Problem requirements:
Output every line of the items below as a JSON list of strings, one string per line, skipping blank lines and leaving the pictures out.

Task input:
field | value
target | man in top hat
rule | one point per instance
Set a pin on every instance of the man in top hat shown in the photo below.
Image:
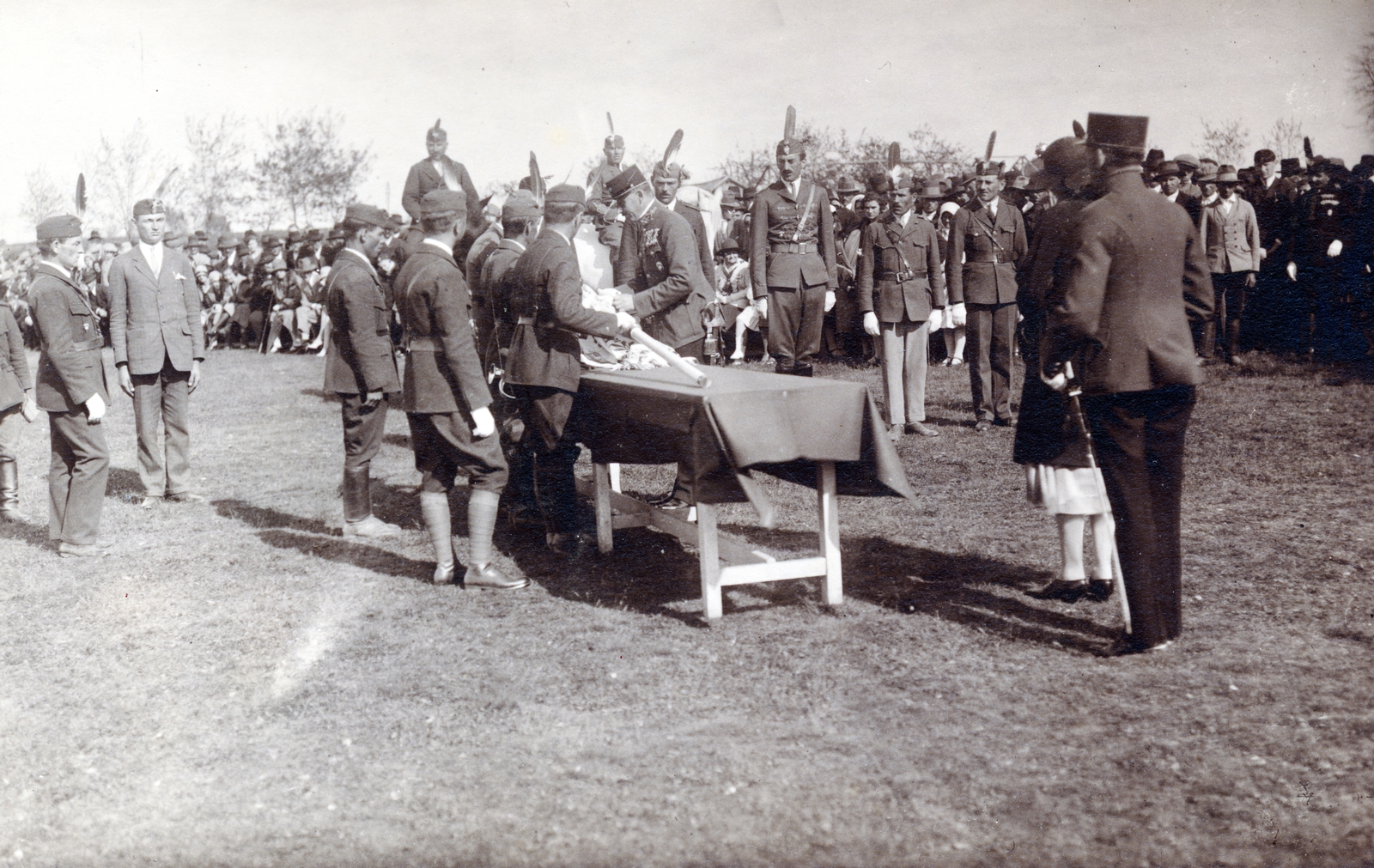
(361, 366)
(72, 391)
(793, 260)
(1231, 235)
(986, 240)
(439, 171)
(447, 401)
(900, 286)
(544, 359)
(158, 346)
(1134, 274)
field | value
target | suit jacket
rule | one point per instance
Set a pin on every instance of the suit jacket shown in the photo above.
(911, 252)
(1233, 240)
(1135, 274)
(423, 178)
(976, 240)
(437, 316)
(14, 366)
(361, 359)
(549, 288)
(778, 219)
(70, 368)
(155, 316)
(660, 264)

The result:
[
  "field | value",
  "target | man in top hat",
  "rule | one point per instance",
  "Set a pin on every instance of the man in top hat shown in the photo below.",
  "Image:",
  "(361, 366)",
  "(72, 391)",
  "(793, 260)",
  "(1231, 235)",
  "(986, 240)",
  "(439, 171)",
  "(447, 401)",
  "(900, 286)",
  "(544, 359)",
  "(158, 346)",
  "(1134, 274)",
  "field | value",
  "target | suit jacket",
  "rule | one point per instance",
  "Set a pin on every instance of the suit jacket shown in the photo above.",
  "(911, 252)",
  "(1233, 240)",
  "(1135, 274)",
  "(423, 178)",
  "(976, 240)",
  "(437, 316)",
  "(14, 366)",
  "(361, 359)",
  "(549, 288)",
  "(778, 219)",
  "(70, 368)",
  "(155, 316)",
  "(660, 264)"
]